**Quoted text:**
━━━━━━━━━━━━━━━━

For 36 episodes, every model you built operated on features you designed. You decided what to measure, how to transform it, which interactions to create. The model's job was to learn the mapping from your features to the target. Linear regression, random forests, gradient boosting, SVMs -- all of them depend on you, the engineer, to craft the right representation of the data. We spent an entire episode on feature engineering (#15) because in the classical ML world, your features make or break the model. The algorithm is secondary.
Neural networks flip this completely. Given enough data and the right architecture, they learn their own features directly from raw input. Feed a neural network raw pixels and it discovers edges, textures, shapes, and objects -- without you ever defining what an "edge" is. Feed it raw text and it learns syntax, semantics, and reasoning patterns. This ability to learn representations is what makes deep learning fundamentally different from classical ML, and it's the reason we just spent 36 episodes building the foundation to understand it.
But to understand neural networks, we start where the field started: with a single artificial neuron, invented in 1958 by a man named Frank Rosenblatt at Cornell. It's beautifully simple, and its limitations sparked decades of research that led to everything we call "AI" today.
Here we go!
The perceptron: one artificial neuron
A perceptron takes multiple inputs, multiplies each by a weight, sums the results, adds a bias, and passes the sum through an activation function. If the output exceeds a threshold, it fires (outputs 1); otherwise it doesn't (outputs 0).
Mathematically: output = step(w1*x1 + w2*x2 + ... + wn*xn + b) where the step function returns 1 if the argument is positive, 0 otherwise.

━━━━━━━━━━━━━━━━

**Raw records:**
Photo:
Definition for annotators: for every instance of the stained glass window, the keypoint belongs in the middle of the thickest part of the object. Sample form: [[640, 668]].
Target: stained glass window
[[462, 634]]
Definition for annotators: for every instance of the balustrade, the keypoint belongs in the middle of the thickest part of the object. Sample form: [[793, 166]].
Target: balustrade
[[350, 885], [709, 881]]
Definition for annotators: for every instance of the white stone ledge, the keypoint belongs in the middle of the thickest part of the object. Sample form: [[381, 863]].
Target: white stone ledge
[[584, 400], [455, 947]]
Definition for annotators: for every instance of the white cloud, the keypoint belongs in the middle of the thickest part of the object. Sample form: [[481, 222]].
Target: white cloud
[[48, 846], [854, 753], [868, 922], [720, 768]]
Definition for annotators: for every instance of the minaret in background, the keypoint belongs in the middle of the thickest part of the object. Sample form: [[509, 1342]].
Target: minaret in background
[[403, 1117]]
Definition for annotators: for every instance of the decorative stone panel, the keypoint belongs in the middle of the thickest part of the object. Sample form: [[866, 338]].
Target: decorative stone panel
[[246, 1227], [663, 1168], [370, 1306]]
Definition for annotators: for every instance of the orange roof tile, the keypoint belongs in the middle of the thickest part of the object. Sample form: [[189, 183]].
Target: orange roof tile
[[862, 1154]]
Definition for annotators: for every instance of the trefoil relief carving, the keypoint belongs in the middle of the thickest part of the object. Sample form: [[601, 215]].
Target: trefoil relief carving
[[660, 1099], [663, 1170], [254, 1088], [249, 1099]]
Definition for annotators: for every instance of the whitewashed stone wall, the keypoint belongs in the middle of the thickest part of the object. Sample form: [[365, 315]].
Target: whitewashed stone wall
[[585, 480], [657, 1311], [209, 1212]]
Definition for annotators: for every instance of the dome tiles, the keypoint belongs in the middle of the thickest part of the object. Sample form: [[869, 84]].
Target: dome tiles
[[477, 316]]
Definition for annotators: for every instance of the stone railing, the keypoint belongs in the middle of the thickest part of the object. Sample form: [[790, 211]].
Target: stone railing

━━━━━━━━━━━━━━━━

**What is needed:** Rewrite the part of the neural networks passage that opens with the words "Neural networks flip" and closes with "Here we go!", putting "remarkably simple" in place of "beautifully simple".

**Finished answer:**
Neural networks flip this completely. Given enough data and the right architecture, they learn their own features directly from raw input. Feed a neural network raw pixels and it discovers edges, textures, shapes, and objects -- without you ever defining what an "edge" is. Feed it raw text and it learns syntax, semantics, and reasoning patterns. This ability to learn representations is what makes deep learning fundamentally different from classical ML, and it's the reason we just spent 36 episodes building the foundation to understand it.
But to understand neural networks, we start where the field started: with a single artificial neuron, invented in 1958 by a man named Frank Rosenblatt at Cornell. It's remarkably simple, and its limitations sparked decades of research that led to everything we call "AI" today.
Here we go!